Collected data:
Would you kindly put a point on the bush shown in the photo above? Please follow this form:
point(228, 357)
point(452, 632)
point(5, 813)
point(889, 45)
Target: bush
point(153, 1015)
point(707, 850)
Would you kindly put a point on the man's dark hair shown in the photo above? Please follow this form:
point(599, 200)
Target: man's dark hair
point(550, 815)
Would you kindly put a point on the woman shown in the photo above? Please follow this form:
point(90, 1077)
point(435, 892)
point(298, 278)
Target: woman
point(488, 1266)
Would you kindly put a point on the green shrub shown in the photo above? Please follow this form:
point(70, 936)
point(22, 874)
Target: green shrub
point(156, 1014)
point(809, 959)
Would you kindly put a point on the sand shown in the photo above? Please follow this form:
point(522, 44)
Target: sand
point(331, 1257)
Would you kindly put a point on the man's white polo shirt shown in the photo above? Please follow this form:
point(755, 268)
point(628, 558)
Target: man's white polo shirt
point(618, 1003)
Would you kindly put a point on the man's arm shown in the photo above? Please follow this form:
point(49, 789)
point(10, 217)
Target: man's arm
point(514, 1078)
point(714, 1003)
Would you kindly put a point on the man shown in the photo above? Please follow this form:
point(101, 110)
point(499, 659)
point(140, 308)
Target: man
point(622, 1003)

* * *

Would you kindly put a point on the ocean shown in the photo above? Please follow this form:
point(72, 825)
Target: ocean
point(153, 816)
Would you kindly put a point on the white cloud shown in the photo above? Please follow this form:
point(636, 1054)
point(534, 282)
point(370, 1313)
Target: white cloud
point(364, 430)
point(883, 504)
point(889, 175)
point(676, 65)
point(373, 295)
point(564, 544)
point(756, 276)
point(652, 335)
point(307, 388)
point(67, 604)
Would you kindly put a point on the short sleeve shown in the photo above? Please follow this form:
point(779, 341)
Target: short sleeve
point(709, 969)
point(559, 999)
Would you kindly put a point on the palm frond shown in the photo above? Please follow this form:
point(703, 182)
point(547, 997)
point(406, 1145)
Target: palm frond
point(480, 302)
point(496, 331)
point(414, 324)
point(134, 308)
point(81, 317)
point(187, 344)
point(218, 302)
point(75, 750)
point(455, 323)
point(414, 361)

---

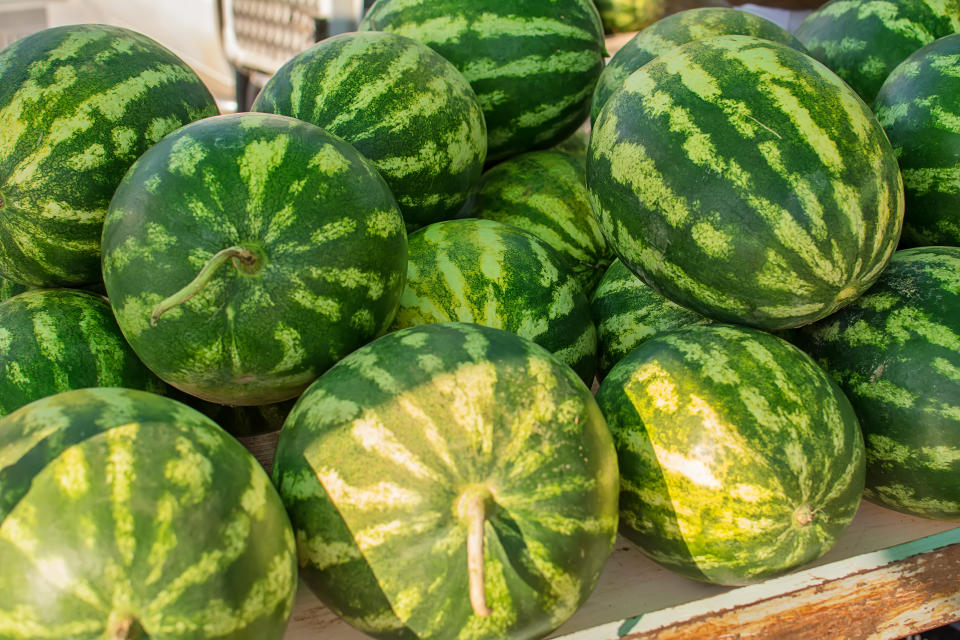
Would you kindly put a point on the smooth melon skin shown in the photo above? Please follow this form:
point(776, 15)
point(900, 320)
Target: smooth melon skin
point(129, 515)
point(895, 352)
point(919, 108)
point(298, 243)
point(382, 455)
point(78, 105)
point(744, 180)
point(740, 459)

WORK ITEM: Using only the entries above, output the line with "Target: white cloud", the line with "point(406, 1145)", and all lines between them, exactly as they stand.

EXERCISE RESULT:
Target: white cloud
point(364, 430)
point(883, 504)
point(889, 175)
point(676, 65)
point(373, 295)
point(564, 544)
point(756, 276)
point(652, 335)
point(307, 388)
point(67, 604)
Would you kindly put a point on the short sleeve shown in the photo above? Please follow this form:
point(779, 341)
Target: short sleeve
point(709, 969)
point(559, 999)
Would you kindly put a point on the palm frond shown in the photo above? Please follow this form:
point(703, 182)
point(547, 997)
point(406, 1145)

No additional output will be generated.